- _Exercise requirements_: Type out every line below exactly as it reads.

========================================================================

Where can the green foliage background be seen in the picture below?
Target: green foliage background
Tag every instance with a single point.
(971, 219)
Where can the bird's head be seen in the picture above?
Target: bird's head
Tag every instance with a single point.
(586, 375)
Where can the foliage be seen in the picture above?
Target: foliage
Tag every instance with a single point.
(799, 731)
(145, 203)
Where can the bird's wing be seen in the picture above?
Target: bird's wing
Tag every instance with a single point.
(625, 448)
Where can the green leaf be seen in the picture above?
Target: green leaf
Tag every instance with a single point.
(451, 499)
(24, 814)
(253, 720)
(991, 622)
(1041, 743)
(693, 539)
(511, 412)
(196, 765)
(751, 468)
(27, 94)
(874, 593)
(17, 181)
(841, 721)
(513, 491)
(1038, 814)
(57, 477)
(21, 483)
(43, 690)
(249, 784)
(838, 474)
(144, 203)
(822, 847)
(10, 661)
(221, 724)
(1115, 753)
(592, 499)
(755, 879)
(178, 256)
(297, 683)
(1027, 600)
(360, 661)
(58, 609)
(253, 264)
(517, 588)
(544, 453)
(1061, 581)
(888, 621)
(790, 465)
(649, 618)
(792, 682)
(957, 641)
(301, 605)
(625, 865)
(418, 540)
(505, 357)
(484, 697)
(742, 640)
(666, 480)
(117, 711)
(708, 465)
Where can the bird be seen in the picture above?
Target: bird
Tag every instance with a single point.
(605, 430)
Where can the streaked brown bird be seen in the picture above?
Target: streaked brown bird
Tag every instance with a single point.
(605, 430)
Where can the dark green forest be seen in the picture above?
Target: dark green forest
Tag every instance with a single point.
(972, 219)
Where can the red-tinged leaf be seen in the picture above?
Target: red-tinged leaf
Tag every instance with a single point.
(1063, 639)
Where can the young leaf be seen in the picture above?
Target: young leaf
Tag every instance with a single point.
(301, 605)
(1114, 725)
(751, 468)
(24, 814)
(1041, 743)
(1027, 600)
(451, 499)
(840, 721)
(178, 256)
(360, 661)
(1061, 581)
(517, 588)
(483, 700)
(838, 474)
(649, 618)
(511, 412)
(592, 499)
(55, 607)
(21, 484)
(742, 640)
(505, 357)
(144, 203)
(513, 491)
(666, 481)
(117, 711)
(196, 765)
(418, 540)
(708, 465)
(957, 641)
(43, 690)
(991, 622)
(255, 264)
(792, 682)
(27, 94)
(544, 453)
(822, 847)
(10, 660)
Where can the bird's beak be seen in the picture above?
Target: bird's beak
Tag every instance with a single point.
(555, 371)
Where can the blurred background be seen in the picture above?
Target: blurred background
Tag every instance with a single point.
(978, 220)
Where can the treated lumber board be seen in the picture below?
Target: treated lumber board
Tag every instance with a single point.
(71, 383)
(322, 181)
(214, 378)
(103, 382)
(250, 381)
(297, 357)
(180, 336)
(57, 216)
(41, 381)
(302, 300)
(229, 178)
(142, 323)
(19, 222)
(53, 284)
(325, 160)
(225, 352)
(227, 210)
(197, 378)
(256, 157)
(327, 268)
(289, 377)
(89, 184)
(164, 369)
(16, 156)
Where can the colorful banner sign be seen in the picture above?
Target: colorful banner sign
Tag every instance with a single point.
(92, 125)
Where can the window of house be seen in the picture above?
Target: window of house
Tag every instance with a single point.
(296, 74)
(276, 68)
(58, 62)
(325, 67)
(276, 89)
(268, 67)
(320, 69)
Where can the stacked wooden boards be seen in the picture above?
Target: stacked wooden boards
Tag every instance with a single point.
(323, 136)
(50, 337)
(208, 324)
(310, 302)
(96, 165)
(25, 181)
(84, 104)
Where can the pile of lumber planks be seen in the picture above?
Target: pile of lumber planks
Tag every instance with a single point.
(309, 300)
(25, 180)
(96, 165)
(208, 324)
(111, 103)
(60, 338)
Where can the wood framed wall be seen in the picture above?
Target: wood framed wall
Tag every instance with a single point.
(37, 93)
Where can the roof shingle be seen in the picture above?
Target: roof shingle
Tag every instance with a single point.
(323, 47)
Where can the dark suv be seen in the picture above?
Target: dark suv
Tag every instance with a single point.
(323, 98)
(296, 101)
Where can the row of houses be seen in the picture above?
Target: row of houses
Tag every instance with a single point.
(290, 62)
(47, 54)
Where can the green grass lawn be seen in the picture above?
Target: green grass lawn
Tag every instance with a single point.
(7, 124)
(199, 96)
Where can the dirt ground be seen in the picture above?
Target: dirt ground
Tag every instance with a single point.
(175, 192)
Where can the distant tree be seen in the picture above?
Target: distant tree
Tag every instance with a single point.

========================================================================

- _Task solution_:
Where can the green foliage background be seen in the picture below?
Target: green foliage background
Tag every instance with a single point.
(971, 219)
Where can the bird's head be seen in the picture above?
Target: bird's head
Tag every instance with a single point.
(586, 375)
Where can the foliage be seen in the picture above?
Target: foliage
Tag every instance with a single point.
(799, 731)
(145, 203)
Where can the bird's wing be seen in the picture above?
Target: bird's wing
Tag every instance with a single point.
(625, 448)
Where can the green leaf be seen in the picture above?
Target: green leaf
Tag every instance with a single point.
(451, 499)
(24, 814)
(253, 720)
(991, 622)
(1041, 743)
(693, 539)
(511, 412)
(196, 765)
(751, 468)
(27, 94)
(874, 593)
(17, 181)
(841, 721)
(513, 491)
(1038, 814)
(57, 477)
(21, 483)
(43, 690)
(249, 784)
(838, 474)
(144, 203)
(822, 847)
(10, 661)
(221, 724)
(1115, 753)
(592, 499)
(755, 879)
(178, 256)
(297, 683)
(1027, 600)
(360, 661)
(58, 609)
(253, 264)
(517, 588)
(544, 453)
(1061, 581)
(888, 621)
(790, 465)
(649, 618)
(792, 682)
(957, 641)
(301, 605)
(625, 865)
(418, 540)
(505, 357)
(484, 697)
(742, 640)
(666, 480)
(117, 711)
(708, 465)
Where can the bird be seen in the picture above?
Target: bird
Tag every instance with a single point.
(605, 430)
Where can the streaked brown bird be seen in the picture above?
Target: streaked brown bird
Tag every instance with a single point.
(605, 430)
Where can the dark green forest be seen in the picture above?
Target: dark green forest
Tag every instance with a single point.
(972, 219)
Where can the red-tinged leaf be seen in the picture above?
Target: red-tinged leaf
Tag every instance with a single point.
(1063, 639)
Where can the young leaf be seen in the picture above?
Target: young leaf
Tag every instance with a single point.
(301, 605)
(1114, 725)
(751, 468)
(24, 814)
(1041, 743)
(1027, 600)
(451, 499)
(840, 721)
(178, 256)
(360, 661)
(1061, 581)
(517, 588)
(483, 700)
(838, 474)
(649, 618)
(511, 412)
(592, 499)
(55, 607)
(21, 484)
(742, 640)
(505, 357)
(144, 203)
(513, 491)
(666, 481)
(117, 711)
(196, 765)
(418, 540)
(708, 465)
(957, 641)
(43, 690)
(991, 622)
(255, 264)
(792, 682)
(27, 94)
(544, 453)
(822, 847)
(10, 660)
Where can the bird's beak be seen in the picture above?
Target: bird's beak
Tag every instance with a single point.
(555, 371)
Where can the blurred background be seen in the picture above?
Target: blurred background
Tag every instance with a single point.
(978, 220)
Where can the treated lumber board be seen in the picture below?
Target: treated lumber board
Tag every instance with a single point.
(71, 383)
(322, 181)
(214, 378)
(103, 382)
(250, 381)
(297, 357)
(180, 336)
(57, 216)
(41, 381)
(302, 300)
(229, 178)
(142, 323)
(19, 222)
(53, 284)
(325, 160)
(225, 352)
(227, 210)
(197, 378)
(256, 157)
(327, 268)
(289, 377)
(89, 184)
(164, 369)
(16, 156)
Where can the colorful banner sign be seen in the picture above?
Target: colorful banner sign
Tag every instance with a single point.
(92, 125)
Where can the window of house be seen in the picture above?
Target: window of house
Tag every instance with a single point.
(296, 74)
(276, 68)
(58, 62)
(325, 67)
(276, 89)
(268, 67)
(320, 69)
Where can the stacked wooden boards be seen in the picture above?
Target: stacked wooden boards
Tag every instance with a single point.
(323, 136)
(50, 337)
(208, 324)
(310, 302)
(96, 165)
(25, 181)
(84, 104)
Where can the pile of lumber planks be seen in the picture above?
Target: pile of lumber planks
Tag every instance with a single point.
(309, 300)
(25, 180)
(96, 165)
(208, 324)
(111, 103)
(60, 338)
Where can the wood framed wall be seen in the picture above?
Target: wood framed wall
Tag every instance with a single point.
(37, 93)
Where can the roof shingle be seen in the picture above?
Target: roof shingle
Tag every instance with a single point.
(323, 47)
Where can the dark suv be seen in the picture above?
Target: dark suv
Tag every instance with a single point.
(323, 98)
(296, 101)
Where can the row of houses be seen in the picture above?
Target: row of houses
Tag every instance with a single point.
(290, 62)
(47, 54)
Where can the green grass lawn be seen in the picture above?
Target: green grass lawn
Tag every instance with a single point.
(7, 124)
(199, 96)
Where can the dirt ground be seen in the picture above?
Target: dirt ground
Tag every instance with a single point.
(175, 192)
Where can the distant tree be seen in the picture above?
Target: distant tree
Tag every instance with a single point.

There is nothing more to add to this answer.